DIRECTIONS: Copy the forum thread about disappearing cherry shrimp from the words "I can't seem" through "never see any.", switching "heavily planted" to "densely planted".

EXCERPTED TEXT:
** start **

# Red Cherries disappearing?



## krak256 (Sep 6, 2007)

I can't seem to find my shrimp in my tank. I would say my tank is pretty heavily planted. I recently just bought seven more shrimp, to bring up a total of 24 in total. Looking in the tank today, I only saw 2. Other than that, I never see any.

I have 5 guppies, 2 swordfish, 2 honey gourami, and 10 cardinal tetras. Do you think any of them are eating the shrimp?

I also have been using Tropica Aquacare liquid fertilizer. Does that contain enough copper to kill the shrimp? 

My test kits give off the readings:
PH: 6.8
Nitrate: 20 ppm
Ammonia: 0
Nitrite: 0.1

Am I doing anything wrong?


----------



## Halibass (Jan 28, 2007)

I think most of your fish are capable of enjoying cherry shrimp snacks. Shrimplets have little chance, larger ones have a better chance, but your gouramies might make short work of them too.


----------



## A_Shea (Jun 2, 2007)

** end **

RECORD EXCERPTS:
** start **

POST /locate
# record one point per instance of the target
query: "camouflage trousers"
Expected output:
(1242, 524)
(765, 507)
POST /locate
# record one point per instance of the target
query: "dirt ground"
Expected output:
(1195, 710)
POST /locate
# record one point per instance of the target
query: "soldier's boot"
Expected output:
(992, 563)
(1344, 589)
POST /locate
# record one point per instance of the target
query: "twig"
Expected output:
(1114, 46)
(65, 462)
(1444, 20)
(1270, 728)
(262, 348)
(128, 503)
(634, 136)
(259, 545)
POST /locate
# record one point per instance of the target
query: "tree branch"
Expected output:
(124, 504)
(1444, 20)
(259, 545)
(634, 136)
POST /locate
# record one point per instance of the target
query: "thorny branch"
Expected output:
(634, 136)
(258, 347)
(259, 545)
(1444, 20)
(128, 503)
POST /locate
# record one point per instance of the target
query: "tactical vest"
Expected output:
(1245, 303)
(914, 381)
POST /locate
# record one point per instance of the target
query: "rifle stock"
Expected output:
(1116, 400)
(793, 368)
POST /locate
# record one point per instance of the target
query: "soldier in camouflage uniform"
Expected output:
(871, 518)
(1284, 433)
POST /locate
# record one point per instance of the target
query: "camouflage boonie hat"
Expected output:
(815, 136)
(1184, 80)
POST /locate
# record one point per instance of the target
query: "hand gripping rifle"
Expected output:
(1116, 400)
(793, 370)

** end **

TASK RESULT:
I can't seem to find my shrimp in my tank. I would say my tank is pretty densely planted. I recently just bought seven more shrimp, to bring up a total of 24 in total. Looking in the tank today, I only saw 2. Other than that, I never see any.